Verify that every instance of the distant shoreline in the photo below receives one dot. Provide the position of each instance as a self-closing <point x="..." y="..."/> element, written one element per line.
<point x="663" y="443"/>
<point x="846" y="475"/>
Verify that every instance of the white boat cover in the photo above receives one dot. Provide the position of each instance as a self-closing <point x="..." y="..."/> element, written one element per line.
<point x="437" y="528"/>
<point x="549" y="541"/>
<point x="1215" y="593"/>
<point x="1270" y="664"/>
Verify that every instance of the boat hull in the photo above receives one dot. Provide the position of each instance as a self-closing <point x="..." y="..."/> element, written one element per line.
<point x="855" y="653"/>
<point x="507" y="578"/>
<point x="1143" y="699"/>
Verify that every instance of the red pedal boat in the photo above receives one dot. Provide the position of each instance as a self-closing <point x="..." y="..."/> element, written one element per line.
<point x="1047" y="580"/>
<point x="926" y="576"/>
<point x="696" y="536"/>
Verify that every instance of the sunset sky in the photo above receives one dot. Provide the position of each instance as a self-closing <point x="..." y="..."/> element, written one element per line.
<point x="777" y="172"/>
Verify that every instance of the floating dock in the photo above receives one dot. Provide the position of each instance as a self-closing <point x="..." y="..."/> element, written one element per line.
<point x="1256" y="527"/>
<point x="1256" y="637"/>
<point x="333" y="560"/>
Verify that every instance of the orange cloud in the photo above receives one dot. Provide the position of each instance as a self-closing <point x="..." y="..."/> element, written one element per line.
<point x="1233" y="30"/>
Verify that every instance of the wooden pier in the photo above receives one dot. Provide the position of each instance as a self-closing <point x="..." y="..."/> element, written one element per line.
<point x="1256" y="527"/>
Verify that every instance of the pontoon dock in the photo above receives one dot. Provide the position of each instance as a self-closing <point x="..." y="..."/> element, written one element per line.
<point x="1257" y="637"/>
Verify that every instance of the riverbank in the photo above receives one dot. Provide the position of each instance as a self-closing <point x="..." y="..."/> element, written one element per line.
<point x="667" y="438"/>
......
[The task]
Extract every line from the one containing "Verify that every instance of the pontoon" through the last line of the data, inclusive, exactly as written.

[Result of the exercise]
Verify that every instance of the pontoon dock in the photo above receives one dot. Provide the position of each instance as a self-closing <point x="..." y="..."/> element, written one element per line.
<point x="1257" y="637"/>
Verify that every instance of the riverbank in the photo above receives one dot. Provide the position of each instance as a self-closing <point x="..." y="..."/> element, written one element per line.
<point x="667" y="438"/>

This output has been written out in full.